Rewrite every line of the material below as a numbered list, leaving out any blank lines.

[Extracted records]
========================================================================

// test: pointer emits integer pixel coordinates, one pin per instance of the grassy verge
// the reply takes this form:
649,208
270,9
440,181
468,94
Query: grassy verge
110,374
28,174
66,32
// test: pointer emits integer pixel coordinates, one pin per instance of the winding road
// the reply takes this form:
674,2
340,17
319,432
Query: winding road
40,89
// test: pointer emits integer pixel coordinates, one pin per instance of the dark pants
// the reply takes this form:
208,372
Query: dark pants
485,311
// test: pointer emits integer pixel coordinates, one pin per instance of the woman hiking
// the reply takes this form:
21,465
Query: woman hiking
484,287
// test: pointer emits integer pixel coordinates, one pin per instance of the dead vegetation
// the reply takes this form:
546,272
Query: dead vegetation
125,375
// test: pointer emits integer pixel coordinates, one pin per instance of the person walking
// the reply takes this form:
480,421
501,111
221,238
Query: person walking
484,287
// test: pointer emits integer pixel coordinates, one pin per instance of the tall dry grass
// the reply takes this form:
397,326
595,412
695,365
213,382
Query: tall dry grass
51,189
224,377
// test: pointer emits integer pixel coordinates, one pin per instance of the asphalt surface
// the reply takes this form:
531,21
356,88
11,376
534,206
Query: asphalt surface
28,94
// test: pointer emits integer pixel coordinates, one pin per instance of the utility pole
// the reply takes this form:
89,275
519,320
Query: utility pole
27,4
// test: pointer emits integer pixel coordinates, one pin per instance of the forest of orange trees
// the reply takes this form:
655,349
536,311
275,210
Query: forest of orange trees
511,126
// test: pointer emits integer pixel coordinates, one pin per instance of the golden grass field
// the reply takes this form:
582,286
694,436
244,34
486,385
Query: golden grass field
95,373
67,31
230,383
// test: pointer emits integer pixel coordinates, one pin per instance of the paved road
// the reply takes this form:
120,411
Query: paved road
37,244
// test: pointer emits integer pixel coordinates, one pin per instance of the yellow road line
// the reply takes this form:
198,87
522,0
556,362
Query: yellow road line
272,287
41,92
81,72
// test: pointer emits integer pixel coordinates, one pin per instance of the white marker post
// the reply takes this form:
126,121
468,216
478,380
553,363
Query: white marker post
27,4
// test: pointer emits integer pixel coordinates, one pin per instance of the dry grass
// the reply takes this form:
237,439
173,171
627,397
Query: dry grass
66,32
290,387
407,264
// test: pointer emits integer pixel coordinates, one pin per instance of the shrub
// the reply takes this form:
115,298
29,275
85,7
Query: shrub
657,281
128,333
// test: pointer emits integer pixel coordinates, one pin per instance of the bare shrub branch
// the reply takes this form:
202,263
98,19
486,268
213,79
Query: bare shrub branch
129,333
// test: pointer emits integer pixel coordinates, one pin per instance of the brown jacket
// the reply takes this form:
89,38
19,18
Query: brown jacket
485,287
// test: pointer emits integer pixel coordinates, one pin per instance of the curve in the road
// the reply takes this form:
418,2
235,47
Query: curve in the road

========================================================================

_Reply to the exercise_.
1. // test: pointer emits integer pixel coordinates, one pin per instance of the grassy verge
2. // the reply takes this form:
3. 649,208
4. 270,9
5. 440,181
6. 468,94
7. Query: grassy verge
8. 110,374
9. 28,174
10. 66,32
11. // test: pointer emits integer pixel coordinates, one pin per instance of the winding road
12. // the reply takes this form:
13. 674,2
14. 340,17
15. 319,432
16. Query: winding road
17. 40,89
18. // test: pointer emits integer pixel coordinates, one pin per instance of the dark pants
19. // the reply takes this form:
20. 208,372
21. Query: dark pants
22. 485,311
23. // test: pointer emits integer pixel coordinates, one pin per instance of the woman hiking
24. // the reply takes this form:
25. 21,465
26. Query: woman hiking
27. 484,287
28. // test: pointer emits integer pixel coordinates, one pin per instance of the dead vegetation
29. // the reply takes this form:
30. 546,272
31. Query: dead vegetation
32. 125,375
33. // test: pointer emits integer pixel coordinates, one pin per instance of the person walking
34. // the reply takes this form:
35. 480,421
36. 501,111
37. 221,238
38. Query: person walking
39. 484,287
40. // test: pointer emits integer pixel coordinates, one pin per instance of the tall dry grass
41. // the reply takes this form:
42. 397,326
43. 595,412
44. 695,365
45. 213,382
46. Query: tall dry grass
47. 51,189
48. 224,377
49. // test: pointer emits integer pixel coordinates, one pin per instance of the asphalt surface
50. // the reply takes this form:
51. 531,21
52. 356,88
53. 11,376
54. 534,206
55. Query: asphalt surface
56. 28,94
57. // test: pointer emits integer pixel coordinates, one pin per instance of the utility pole
58. // the reply takes this form:
59. 89,275
60. 519,320
61. Query: utility pole
62. 27,4
63. // test: pointer emits integer pixel coordinates, one pin per instance of the forest of orange trees
64. // the reply takes this form:
65. 655,349
66. 536,311
67. 275,210
68. Query: forest of orange trees
69. 511,126
70. // test: pointer emits integer pixel coordinates, one pin per instance of the golden grass field
71. // the reply takes this form:
72. 582,286
73. 694,436
74. 244,34
75. 486,385
76. Query: golden grass field
77. 95,373
78. 67,31
79. 230,383
80. // test: pointer emits integer pixel coordinates, one pin per instance of the paved road
81. // the reply takes this form:
82. 120,411
83. Query: paved road
84. 37,244
85. // test: pointer emits integer pixel coordinates, one pin per instance of the yellow road line
86. // the reply takes this form:
87. 198,87
88. 522,0
89. 556,362
90. Query: yellow road line
91. 272,287
92. 41,92
93. 81,72
94. // test: pointer emits integer pixel coordinates, one pin per instance of the white marker post
95. // the reply takes this form:
96. 126,121
97. 468,216
98. 478,380
99. 553,363
100. Query: white marker post
101. 27,4
102. // test: pointer emits integer pixel coordinates, one pin per instance of the dry grass
103. // the reply takes this form:
104. 237,439
105. 173,171
106. 627,397
107. Query: dry grass
108. 66,32
109. 290,387
110. 407,264
111. // test: pointer emits integer pixel coordinates, one pin per instance of the shrub
112. // the reply takes this form:
113. 115,298
114. 29,275
115. 85,7
116. Query: shrub
117. 657,281
118. 128,333
119. // test: pointer emits integer pixel coordinates, one pin per instance of the bare shrub branch
120. // the reply takes this form:
121. 202,263
122. 98,19
123. 486,268
124. 213,79
125. Query: bare shrub branch
126. 129,333
127. // test: pointer emits integer pixel coordinates, one pin per instance of the brown jacket
128. // the reply takes this form:
129. 89,38
130. 19,18
131. Query: brown jacket
132. 485,287
133. // test: pointer emits integer pixel coordinates, one pin per instance of the curve in the road
134. // the reply takes this form:
135. 418,2
136. 235,47
137. Query: curve in the road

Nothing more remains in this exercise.